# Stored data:
==========
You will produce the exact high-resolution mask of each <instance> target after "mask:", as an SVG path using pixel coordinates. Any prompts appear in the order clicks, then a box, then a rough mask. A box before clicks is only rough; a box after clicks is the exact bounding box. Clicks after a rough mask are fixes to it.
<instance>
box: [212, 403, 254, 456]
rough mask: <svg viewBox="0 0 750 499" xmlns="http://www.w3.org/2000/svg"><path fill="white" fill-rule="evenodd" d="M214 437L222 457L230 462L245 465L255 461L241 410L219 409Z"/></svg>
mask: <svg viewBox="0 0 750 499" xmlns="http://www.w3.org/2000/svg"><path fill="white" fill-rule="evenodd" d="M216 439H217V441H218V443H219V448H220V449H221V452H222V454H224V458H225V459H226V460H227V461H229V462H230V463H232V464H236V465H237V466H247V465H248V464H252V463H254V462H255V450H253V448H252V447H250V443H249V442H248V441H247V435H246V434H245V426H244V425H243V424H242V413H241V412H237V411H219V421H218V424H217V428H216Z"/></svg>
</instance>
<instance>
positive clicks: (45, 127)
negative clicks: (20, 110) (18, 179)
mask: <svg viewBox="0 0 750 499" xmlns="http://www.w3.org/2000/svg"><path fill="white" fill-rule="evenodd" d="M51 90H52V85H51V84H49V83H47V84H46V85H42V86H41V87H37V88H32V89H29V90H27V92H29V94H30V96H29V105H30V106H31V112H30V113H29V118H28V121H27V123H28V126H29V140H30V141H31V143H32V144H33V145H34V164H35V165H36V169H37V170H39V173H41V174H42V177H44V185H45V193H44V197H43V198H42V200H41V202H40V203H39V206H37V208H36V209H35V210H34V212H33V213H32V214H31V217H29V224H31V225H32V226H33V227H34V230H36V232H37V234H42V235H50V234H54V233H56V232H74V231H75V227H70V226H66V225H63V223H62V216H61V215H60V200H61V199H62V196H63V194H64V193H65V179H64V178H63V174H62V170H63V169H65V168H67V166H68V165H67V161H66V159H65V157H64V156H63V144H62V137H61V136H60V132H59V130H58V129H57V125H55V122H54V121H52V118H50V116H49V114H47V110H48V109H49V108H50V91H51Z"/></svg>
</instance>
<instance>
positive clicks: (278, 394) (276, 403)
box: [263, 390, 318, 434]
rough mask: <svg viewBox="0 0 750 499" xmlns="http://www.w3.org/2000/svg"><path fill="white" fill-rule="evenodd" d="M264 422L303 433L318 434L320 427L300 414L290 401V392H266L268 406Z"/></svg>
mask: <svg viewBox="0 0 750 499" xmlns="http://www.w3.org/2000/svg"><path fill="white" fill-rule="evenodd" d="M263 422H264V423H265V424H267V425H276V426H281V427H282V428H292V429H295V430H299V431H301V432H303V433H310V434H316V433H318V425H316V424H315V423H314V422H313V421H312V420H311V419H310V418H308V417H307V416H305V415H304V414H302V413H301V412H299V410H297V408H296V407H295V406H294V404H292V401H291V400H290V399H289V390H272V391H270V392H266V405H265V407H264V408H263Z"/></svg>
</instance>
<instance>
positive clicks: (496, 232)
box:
==========
# Problem details:
The entries shown above must be reproduced in full, exactly as written.

# Answer area:
You will produce the exact high-resolution mask of each <instance> target after "mask:", as an SVG path using pixel coordinates. Any prompts appear in the order clicks, then a box, then a rough mask. A box before clicks is only rough; a box after clicks is the exact bounding box. Clicks after a rough mask are fixes to it.
<instance>
box: [212, 403, 254, 456]
rough mask: <svg viewBox="0 0 750 499" xmlns="http://www.w3.org/2000/svg"><path fill="white" fill-rule="evenodd" d="M214 437L222 457L230 462L245 465L255 461L241 410L219 409Z"/></svg>
mask: <svg viewBox="0 0 750 499" xmlns="http://www.w3.org/2000/svg"><path fill="white" fill-rule="evenodd" d="M216 439H217V441H218V443H219V448H220V449H221V452H222V454H224V458H225V459H226V460H227V461H229V462H230V463H232V464H236V465H237V466H247V465H248V464H252V463H254V462H255V450H253V448H252V447H250V443H249V442H248V441H247V435H246V434H245V426H244V425H243V424H242V413H241V412H237V411H219V421H218V424H217V428H216Z"/></svg>
</instance>
<instance>
positive clicks: (45, 127)
negative clicks: (20, 110) (18, 179)
mask: <svg viewBox="0 0 750 499" xmlns="http://www.w3.org/2000/svg"><path fill="white" fill-rule="evenodd" d="M51 90H52V85H51V84H49V83H47V84H46V85H42V86H41V87H37V88H32V89H29V90H27V92H29V94H30V96H29V105H30V106H31V112H30V113H29V118H28V121H27V123H28V126H29V140H30V141H31V143H32V144H33V145H34V164H35V165H36V169H37V170H39V173H41V174H42V177H44V185H45V193H44V197H43V198H42V200H41V202H40V203H39V206H37V208H36V209H35V210H34V212H33V213H32V214H31V217H29V224H31V225H32V226H33V227H34V230H36V232H37V234H42V235H50V234H54V233H56V232H74V231H75V227H70V226H66V225H63V223H62V216H61V215H60V200H61V199H62V196H63V194H64V193H65V179H64V178H63V174H62V170H63V169H65V168H67V166H68V165H67V161H66V159H65V157H64V156H63V144H62V137H61V136H60V132H59V130H58V129H57V125H55V122H54V121H52V118H50V116H49V114H47V110H48V109H49V108H50V91H51Z"/></svg>
</instance>
<instance>
positive clicks: (278, 394) (276, 403)
box: [263, 390, 318, 434]
rough mask: <svg viewBox="0 0 750 499" xmlns="http://www.w3.org/2000/svg"><path fill="white" fill-rule="evenodd" d="M264 422L303 433L318 434L320 427L300 414L290 401V392H266L268 406Z"/></svg>
mask: <svg viewBox="0 0 750 499" xmlns="http://www.w3.org/2000/svg"><path fill="white" fill-rule="evenodd" d="M263 422H264V423H265V424H267V425H276V426H281V427H282V428H292V429H295V430H299V431H301V432H303V433H310V434H316V433H318V425H316V424H315V423H314V422H313V421H312V420H311V419H310V418H308V417H307V416H305V415H304V414H302V413H301V412H299V410H297V408H296V407H295V406H294V404H292V401H291V400H290V399H289V390H272V391H270V392H266V405H265V407H264V408H263Z"/></svg>
</instance>
<instance>
positive clicks: (496, 232)
box:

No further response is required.